*Stated exercise*
Pull out every line of the records below that contains the word "ceiling", and list those lines in their original order.

*Given records*
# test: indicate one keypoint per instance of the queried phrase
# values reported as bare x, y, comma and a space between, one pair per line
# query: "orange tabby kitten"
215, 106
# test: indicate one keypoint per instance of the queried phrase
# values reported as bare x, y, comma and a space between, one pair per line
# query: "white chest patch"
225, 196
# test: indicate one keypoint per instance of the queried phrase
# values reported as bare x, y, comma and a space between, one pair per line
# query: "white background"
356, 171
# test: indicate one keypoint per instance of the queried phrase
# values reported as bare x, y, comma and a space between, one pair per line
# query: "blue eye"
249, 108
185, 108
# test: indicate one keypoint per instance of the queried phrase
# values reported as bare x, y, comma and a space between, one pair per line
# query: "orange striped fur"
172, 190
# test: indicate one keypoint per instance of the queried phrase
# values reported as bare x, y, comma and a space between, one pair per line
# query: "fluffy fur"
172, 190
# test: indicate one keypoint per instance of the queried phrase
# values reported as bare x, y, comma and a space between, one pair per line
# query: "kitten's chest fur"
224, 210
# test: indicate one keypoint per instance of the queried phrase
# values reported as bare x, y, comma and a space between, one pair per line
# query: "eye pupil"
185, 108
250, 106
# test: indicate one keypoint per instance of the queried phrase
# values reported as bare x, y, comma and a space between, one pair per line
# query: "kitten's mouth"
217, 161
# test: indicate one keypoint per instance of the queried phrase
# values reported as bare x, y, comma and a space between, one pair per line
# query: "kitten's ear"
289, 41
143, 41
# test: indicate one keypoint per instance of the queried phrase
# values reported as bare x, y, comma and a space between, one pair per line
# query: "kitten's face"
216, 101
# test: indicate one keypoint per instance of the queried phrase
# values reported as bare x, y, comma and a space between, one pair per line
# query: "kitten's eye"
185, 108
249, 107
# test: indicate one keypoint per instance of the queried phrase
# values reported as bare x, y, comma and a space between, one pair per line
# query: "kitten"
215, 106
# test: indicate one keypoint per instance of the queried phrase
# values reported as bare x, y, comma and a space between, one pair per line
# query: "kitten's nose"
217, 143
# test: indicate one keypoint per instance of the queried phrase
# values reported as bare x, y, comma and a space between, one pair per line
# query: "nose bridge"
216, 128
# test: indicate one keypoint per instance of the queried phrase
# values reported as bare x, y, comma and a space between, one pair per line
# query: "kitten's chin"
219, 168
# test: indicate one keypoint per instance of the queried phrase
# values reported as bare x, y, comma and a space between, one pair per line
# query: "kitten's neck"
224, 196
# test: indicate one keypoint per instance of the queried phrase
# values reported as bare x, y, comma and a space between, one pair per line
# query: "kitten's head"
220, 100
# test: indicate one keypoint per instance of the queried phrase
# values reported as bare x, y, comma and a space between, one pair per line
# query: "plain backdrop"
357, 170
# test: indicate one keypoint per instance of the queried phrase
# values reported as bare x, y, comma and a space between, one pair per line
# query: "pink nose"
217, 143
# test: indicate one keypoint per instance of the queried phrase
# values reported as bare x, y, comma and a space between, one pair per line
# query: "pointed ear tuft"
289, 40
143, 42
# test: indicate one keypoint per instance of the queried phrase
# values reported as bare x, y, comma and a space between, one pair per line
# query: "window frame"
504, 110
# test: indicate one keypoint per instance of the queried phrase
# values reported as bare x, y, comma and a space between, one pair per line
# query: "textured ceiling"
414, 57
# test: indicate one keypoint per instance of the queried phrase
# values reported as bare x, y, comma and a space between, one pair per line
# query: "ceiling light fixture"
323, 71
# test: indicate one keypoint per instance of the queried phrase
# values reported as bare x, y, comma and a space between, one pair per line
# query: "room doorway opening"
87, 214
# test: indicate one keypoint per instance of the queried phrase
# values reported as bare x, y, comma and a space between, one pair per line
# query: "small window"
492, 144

*Output*
# query: "textured ceiling"
# query: "ceiling light fixture"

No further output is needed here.